■ WHAT IS NEEDED
Pull out each line of the records holding the string "below".

====================

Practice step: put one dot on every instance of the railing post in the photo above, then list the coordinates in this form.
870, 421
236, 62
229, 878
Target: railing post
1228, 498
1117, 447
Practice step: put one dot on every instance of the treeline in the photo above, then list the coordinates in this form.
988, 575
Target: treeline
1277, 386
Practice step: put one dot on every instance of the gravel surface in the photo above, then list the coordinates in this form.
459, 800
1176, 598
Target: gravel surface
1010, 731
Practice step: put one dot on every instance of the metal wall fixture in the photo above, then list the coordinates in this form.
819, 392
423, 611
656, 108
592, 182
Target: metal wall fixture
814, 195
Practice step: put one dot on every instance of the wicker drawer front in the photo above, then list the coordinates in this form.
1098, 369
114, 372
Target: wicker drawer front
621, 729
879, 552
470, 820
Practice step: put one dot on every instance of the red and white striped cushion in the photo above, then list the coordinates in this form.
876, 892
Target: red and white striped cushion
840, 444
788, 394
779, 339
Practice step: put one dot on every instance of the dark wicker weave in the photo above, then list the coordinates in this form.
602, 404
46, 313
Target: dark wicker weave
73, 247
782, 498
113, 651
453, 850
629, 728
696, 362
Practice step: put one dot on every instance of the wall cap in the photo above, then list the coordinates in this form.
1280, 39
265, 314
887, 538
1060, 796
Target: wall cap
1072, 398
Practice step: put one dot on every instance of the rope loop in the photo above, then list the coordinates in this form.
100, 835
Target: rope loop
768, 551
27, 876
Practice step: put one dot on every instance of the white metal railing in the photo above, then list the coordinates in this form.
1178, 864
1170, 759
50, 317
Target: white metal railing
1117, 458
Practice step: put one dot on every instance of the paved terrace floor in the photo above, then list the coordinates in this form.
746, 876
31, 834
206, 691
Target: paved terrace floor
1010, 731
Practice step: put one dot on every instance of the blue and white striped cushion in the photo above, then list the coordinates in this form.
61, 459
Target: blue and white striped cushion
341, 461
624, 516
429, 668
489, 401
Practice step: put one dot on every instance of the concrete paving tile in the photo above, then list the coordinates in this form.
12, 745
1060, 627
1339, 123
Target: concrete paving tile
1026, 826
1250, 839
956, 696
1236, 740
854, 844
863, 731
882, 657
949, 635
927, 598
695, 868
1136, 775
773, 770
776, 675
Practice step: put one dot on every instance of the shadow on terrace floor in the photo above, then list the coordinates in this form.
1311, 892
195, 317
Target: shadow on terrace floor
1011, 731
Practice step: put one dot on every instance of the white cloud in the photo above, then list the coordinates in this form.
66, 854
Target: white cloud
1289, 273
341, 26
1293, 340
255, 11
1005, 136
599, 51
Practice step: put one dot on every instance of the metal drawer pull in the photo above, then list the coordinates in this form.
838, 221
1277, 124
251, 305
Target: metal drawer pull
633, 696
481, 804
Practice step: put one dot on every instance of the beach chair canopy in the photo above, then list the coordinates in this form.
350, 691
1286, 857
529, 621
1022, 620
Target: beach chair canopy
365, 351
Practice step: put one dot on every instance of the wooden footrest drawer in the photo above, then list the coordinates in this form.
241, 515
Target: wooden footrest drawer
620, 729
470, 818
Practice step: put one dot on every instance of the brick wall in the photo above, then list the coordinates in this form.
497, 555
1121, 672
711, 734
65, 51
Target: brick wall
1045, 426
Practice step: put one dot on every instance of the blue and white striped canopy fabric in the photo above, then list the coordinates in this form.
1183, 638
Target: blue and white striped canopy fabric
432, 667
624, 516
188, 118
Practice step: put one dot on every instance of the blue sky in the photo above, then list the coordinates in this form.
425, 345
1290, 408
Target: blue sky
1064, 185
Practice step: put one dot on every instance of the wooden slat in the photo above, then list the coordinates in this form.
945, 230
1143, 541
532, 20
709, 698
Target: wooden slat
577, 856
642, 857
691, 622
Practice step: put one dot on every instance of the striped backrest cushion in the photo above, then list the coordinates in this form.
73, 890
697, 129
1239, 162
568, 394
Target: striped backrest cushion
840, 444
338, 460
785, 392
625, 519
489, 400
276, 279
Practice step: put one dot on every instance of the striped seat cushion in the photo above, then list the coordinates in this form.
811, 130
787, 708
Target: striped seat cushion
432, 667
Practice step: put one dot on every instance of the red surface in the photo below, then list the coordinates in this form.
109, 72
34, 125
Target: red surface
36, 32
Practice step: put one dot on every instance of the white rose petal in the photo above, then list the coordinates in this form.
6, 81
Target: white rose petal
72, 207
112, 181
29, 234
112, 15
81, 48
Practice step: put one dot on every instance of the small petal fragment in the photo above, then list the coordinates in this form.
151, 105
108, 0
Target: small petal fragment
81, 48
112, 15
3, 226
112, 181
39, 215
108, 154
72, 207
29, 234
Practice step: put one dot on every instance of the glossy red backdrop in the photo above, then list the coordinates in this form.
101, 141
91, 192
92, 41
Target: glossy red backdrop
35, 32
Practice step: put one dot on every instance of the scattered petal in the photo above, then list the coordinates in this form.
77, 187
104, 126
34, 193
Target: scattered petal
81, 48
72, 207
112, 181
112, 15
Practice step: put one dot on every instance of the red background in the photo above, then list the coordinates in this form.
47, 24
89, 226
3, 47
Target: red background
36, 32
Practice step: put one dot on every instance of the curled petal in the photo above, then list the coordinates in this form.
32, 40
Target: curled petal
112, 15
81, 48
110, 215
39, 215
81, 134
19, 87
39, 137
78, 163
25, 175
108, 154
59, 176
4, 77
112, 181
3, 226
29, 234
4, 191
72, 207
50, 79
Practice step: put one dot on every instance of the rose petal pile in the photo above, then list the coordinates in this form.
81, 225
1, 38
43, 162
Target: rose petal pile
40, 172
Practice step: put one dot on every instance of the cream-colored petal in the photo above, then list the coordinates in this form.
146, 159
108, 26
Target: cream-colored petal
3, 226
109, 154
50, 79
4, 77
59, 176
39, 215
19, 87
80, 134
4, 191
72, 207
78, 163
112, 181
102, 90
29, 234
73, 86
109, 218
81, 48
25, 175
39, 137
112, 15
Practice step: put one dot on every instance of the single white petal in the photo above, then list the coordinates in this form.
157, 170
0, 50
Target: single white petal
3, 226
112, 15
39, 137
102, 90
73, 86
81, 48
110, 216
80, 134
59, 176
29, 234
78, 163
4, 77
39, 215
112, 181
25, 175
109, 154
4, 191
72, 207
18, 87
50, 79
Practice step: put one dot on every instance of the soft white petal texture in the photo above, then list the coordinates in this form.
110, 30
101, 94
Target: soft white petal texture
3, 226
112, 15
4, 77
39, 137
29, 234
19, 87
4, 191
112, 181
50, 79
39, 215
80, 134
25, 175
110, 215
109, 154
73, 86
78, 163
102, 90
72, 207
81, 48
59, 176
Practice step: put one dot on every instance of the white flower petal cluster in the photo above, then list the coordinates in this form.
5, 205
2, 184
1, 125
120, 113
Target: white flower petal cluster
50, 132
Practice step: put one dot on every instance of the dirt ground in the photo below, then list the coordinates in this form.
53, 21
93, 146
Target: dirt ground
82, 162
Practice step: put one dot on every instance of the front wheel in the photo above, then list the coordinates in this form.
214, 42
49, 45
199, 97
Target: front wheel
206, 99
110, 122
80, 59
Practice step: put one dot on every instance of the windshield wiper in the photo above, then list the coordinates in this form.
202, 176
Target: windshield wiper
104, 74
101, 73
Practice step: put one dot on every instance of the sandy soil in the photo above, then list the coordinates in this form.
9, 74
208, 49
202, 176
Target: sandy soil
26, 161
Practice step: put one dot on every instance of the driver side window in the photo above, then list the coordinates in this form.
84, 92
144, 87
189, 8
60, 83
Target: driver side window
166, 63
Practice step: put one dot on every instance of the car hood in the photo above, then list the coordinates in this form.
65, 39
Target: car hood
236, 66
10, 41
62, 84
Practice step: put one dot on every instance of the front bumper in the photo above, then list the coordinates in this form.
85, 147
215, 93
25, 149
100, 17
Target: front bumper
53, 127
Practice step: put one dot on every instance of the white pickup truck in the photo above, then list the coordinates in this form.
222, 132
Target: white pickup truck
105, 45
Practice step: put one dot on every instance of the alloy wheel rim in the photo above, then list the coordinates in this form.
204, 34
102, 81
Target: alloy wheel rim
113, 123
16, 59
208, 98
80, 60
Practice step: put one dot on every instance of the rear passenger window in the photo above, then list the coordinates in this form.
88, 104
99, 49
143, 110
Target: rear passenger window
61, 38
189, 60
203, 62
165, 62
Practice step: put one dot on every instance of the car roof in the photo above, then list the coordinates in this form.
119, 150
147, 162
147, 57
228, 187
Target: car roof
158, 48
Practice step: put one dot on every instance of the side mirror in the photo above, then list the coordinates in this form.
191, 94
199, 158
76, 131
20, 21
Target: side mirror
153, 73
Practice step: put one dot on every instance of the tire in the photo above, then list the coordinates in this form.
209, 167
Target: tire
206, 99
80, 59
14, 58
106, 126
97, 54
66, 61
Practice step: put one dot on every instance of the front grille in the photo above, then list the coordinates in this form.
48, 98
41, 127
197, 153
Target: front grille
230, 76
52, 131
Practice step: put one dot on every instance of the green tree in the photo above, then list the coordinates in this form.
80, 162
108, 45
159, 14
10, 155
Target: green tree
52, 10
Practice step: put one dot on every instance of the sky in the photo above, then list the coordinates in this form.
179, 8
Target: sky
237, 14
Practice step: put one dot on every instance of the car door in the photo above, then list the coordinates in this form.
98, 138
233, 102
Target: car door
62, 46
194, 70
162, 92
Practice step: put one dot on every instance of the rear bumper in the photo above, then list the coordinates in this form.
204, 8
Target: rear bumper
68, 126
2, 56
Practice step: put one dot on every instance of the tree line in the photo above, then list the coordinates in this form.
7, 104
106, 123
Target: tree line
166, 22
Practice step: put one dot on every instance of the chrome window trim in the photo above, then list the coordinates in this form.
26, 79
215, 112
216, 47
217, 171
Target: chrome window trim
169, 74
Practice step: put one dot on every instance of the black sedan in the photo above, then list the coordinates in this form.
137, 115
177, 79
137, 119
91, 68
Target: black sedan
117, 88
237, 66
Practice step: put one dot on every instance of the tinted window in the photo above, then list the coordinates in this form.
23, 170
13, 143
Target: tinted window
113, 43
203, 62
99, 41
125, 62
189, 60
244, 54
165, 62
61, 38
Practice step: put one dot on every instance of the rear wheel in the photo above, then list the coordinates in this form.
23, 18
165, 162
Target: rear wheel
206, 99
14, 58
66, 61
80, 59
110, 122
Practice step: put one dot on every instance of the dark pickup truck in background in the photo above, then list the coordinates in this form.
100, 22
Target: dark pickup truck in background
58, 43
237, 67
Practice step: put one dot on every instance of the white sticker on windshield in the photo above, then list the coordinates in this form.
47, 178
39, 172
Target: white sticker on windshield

====================

■ WRITTEN RESPONSE
Practice step: put one dot on every instance of the red surface in the photo below, then list the coordinates in this form.
Practice step: put one dot on every instance of the dirt ground in the photo below, then list the coordinates in this form.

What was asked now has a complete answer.